[TEXT EXCERPT]
I remembered driving home years ago from Gibbons, a little town outside Edmonton. I was in Grade 8, maybe. I played guitar in a dance band. We were called The Good Friends. Organ, drums, guitar. Everything from Julida Polka to Una Paloma Blanca. Carol and Sandra and me trying to keep up. We played weddings and community parties and Knights of Columbus dos. People still said dos. That night we had played a rodeo dance. Our parents helped us set up and tear down. My dad was carrying a speaker stack on his shoulder when he slipped off the stage. I remember the red sparks that shot up like a crack from a bonfire when he, his Old Port cigarillo still between his teeth, hit the ground. Then he drove home in silence with a broken collarbone.

Hospital

I walked into the emergency ward injured, and they took me in. I started to cry quietly. I had no choice. I felt a swoosh of emotion moving up like an elevator to my eyes. A nurse handed me a tissue. I sat on a bed in a room in which a lot of people moved and looked at equipment and asked me my birthday. Wires were attached to my chest. Everybody was so kind and gentle. A doctor explained they would first try to reset my shoulder with a little bit of drugs, if I could relax. I couldn't. I signed a document and then got oxygen and fentanyl and propofol and I saw the scene in front of me, the people, the equipment,  flicker up like a filmstrip. "Where is Shelagh?" I wondered after they had relocated my bones. She had sat just outside during the bodywork. The pros in that room were called away to a more serious case. I didn't catch their names, but thank you.
[/TEXT EXCERPT]
WHAT IS NEEDED:
Please return the part of the shoulder-injury passage from "I walked into" to "but thank you.", copied word for word.
[INFORMATION SHOWN]
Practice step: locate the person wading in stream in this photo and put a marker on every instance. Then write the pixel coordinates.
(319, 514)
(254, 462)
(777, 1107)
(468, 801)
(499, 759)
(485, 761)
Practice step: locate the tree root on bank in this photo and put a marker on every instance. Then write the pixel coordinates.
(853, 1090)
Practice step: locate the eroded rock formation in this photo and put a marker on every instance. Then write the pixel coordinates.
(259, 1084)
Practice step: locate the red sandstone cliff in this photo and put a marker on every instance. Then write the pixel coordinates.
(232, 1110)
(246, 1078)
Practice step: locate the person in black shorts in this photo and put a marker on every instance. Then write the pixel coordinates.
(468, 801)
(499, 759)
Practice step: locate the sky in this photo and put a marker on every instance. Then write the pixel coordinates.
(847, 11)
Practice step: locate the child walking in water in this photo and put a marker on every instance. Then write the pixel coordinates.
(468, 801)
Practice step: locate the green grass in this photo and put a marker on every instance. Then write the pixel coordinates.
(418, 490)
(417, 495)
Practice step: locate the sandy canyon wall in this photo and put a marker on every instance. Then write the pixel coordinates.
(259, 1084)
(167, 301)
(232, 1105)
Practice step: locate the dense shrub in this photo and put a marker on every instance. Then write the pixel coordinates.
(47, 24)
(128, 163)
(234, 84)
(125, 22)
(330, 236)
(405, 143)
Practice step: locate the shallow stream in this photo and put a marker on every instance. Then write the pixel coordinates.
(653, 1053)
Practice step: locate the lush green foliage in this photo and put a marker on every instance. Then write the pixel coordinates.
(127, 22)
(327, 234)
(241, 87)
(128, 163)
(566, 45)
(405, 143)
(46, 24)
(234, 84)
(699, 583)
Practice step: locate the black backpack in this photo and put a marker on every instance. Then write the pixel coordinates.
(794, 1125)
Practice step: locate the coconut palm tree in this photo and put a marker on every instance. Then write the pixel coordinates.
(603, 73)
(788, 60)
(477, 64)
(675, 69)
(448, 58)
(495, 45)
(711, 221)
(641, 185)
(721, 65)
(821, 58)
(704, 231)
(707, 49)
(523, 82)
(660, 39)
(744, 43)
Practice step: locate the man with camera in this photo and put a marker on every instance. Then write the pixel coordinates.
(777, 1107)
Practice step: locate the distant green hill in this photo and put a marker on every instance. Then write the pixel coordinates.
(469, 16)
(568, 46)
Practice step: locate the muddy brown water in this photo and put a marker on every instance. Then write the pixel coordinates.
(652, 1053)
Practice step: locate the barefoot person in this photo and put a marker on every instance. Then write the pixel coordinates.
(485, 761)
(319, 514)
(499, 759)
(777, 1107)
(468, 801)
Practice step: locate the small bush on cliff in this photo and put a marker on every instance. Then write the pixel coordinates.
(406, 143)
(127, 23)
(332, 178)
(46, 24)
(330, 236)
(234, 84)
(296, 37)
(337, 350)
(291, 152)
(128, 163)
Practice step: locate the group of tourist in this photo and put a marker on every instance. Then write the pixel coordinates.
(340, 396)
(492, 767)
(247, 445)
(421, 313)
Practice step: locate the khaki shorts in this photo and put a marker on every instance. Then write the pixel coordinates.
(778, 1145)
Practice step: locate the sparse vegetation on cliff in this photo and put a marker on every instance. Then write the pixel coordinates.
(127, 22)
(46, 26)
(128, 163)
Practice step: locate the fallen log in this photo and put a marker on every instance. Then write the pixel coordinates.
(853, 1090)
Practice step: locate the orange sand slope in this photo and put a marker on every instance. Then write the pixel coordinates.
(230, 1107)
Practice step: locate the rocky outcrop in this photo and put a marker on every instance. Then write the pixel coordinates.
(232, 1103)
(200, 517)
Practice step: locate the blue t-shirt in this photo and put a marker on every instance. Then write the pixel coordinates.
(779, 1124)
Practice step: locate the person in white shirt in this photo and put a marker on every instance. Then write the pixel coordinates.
[/INFORMATION SHOWN]
[INFORMATION SHOWN]
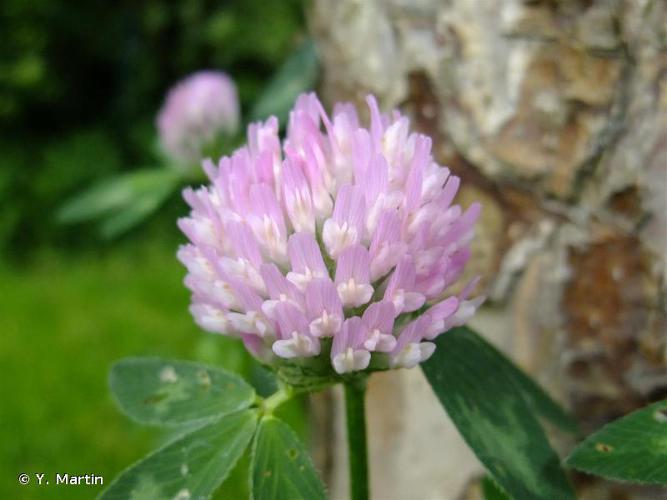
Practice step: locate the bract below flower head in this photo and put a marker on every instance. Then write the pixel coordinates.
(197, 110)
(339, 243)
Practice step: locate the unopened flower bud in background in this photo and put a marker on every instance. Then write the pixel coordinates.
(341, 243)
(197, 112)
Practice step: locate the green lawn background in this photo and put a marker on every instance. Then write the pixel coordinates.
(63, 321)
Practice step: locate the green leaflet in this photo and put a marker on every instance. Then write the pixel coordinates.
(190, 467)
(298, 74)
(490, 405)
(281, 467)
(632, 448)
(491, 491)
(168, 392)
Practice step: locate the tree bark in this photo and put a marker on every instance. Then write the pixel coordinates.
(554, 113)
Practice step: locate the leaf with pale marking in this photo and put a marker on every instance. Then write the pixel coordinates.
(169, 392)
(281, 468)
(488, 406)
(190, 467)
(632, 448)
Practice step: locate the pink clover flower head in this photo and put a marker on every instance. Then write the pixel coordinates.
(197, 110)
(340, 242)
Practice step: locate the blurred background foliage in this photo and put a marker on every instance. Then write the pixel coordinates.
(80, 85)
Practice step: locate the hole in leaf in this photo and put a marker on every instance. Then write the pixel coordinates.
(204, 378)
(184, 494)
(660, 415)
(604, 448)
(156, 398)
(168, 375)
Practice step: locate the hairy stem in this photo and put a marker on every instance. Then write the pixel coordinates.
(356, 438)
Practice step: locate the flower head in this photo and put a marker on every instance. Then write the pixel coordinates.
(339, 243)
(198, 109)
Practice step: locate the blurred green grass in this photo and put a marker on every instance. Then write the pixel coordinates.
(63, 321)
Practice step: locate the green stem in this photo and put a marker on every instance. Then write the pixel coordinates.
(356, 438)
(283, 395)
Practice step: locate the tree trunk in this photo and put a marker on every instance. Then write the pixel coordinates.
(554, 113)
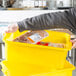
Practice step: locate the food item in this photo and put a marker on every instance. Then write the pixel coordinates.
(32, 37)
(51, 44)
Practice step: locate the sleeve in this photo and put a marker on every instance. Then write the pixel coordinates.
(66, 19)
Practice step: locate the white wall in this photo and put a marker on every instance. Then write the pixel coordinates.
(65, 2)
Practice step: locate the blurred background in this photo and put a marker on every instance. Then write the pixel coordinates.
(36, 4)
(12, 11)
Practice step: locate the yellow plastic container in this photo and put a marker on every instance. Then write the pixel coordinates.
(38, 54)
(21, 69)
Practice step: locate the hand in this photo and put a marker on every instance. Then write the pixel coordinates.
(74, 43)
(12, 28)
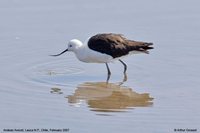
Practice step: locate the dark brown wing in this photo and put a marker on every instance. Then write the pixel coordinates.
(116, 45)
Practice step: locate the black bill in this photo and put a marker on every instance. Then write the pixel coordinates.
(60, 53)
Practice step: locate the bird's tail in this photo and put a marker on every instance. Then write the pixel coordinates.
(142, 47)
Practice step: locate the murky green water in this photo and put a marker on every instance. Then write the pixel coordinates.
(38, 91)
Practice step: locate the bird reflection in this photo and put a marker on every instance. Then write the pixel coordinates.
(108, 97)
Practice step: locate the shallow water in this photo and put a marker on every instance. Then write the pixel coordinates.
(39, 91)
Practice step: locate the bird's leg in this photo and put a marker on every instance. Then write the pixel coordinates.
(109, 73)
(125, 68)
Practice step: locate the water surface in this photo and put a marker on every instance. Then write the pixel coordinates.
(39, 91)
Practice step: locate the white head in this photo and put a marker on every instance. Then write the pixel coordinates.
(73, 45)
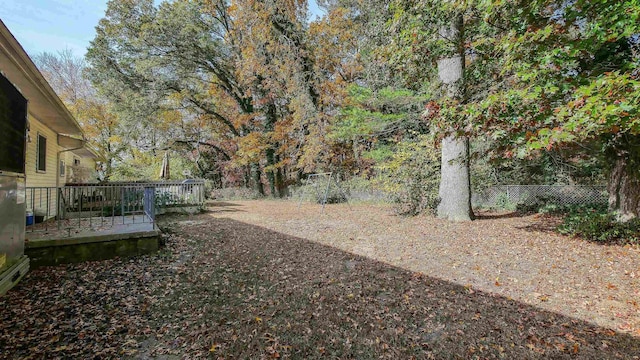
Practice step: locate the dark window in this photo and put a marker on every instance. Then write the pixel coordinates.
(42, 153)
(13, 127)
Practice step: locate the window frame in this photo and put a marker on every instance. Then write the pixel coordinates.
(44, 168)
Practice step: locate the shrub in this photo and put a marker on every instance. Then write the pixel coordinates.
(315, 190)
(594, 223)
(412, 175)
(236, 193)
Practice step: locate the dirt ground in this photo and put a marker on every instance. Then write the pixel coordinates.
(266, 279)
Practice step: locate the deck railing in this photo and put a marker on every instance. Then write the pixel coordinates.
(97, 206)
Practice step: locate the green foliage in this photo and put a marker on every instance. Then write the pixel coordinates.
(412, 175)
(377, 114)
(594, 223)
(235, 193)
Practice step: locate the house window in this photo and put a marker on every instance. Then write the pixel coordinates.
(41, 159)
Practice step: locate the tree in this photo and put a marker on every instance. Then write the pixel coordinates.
[/INFORMATION SHOWN]
SOLUTION FOR THIS EXERCISE:
I walked into the emergency ward injured, and they took me in. I started to cry quietly. I had no choice. I felt a swoosh of emotion moving up like an elevator to my eyes. A nurse handed me a tissue. I sat on a bed in a room in which a lot of people moved and looked at equipment and asked me my birthday. Wires were attached to my chest. Everybody was so kind and gentle. A doctor explained they would first try to reset my shoulder with a little bit of drugs, if I could relax. I couldn't. I signed a document and then got oxygen and fentanyl and propofol and I saw the scene in front of me, the people, the equipment,  flicker up like a filmstrip. "Where is Shelagh?" I wondered after they had relocated my bones. She had sat just outside during the bodywork. The pros in that room were called away to a more serious case. I didn't catch their names, but thank you.